• [WORK TO COMPLETE]
#1 In the text on women and the Christian faith, condense the paragraph beginning "Despite recent advances for women" into a bulleted list that keeps its main facts.
#2 Render this sentence from the text on women and the Christian faith in Spanish: "Living in blended families has become more of the norm, rather than the exception."
#3 Pick up the text on women and the Christian faith from where it stops and carry it forward.

• [EXERCISE TEXT]
In many respects, church history does not have the most stellar record when it comes to dealing with the abuse and degradation of women. Far too often, women have been treated as second-class citizens in the Christian movement. On the other hand, it also could be argued that the Christian faith has been the primary catalyst affirming the value and contributions of women, a reality that most sophisticated Westerners today simply take for granted. Christianity has led to the most vital protections for women, and the most uplifting force supporting women, more than any other movement in world history. While this issue has an impact on how Christian churches and marriages function, it also has an impact on Christian apologetics, and how nonbelievers hear the Gospel message. So, the question stands: Which narrative best represents the message of the Bible for women? One of abuse and degradation, or one of affirmation and honor?

Despite recent advances for women, a most pressing concern in our postmodern world is the decline of the traditional family. The joy of having a mother and a father, who stay together until the death of one of them, is a vanishing characteristic throughout much of Western culture. Living in blended families has become more of the norm, rather than the exception. The definition of marriage keeps changing. The number of Americans who live alone keeps rising every year.  Yet in the words of Dallas Theological Seminary’s Sandra Glahn, for men and women, “we need one another.”  A rediscovery of Scripture’s vision for women, and how they relate to men, and vice-versa, must also address a theology of the family, which is in considerable crisis today in the West.

• [PROVIDED MATERIAL]
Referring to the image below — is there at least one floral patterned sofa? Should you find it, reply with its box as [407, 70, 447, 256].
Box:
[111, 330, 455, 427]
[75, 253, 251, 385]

• [ANSWERS FOR THE TASKS]
#1
- Despite recent advances for women, the decline of the traditional family is a pressing concern in the postmodern world.
- Having a mother and a father who stay together until one of them dies is vanishing in much of Western culture.
- Blended families have become more the norm than the exception.
- The definition of marriage keeps changing.
- The number of Americans living alone rises every year.
- Sandra Glahn of Dallas Theological Seminary says that men and women "need one another."
- A rediscovery of Scripture's vision for women, and for how women and men relate, must also address a theology of the family, which is in crisis in the West.

#2 Vivir en familias reconstituidas se ha vuelto más la norma que la excepción.

#3
Christians today are divided over understanding what the Bible teaches regarding how men and women are to relate with one another in the church and the home. We need to have better good faith conversations among professing believers, as to how best work through what we find in God’s Word, and act in obedience accordingly. Scripture teaches that men and women are both created equally in the image of God, and yet are distinct from one another. Nevertheless, egalitarian Christians emphasize the former, and complementarian Christians emphasize the latter. For readers unfamiliar with this topic, I would suggest starting your journey into this topic with this introductory Veracity blog post, linked here, from 2019.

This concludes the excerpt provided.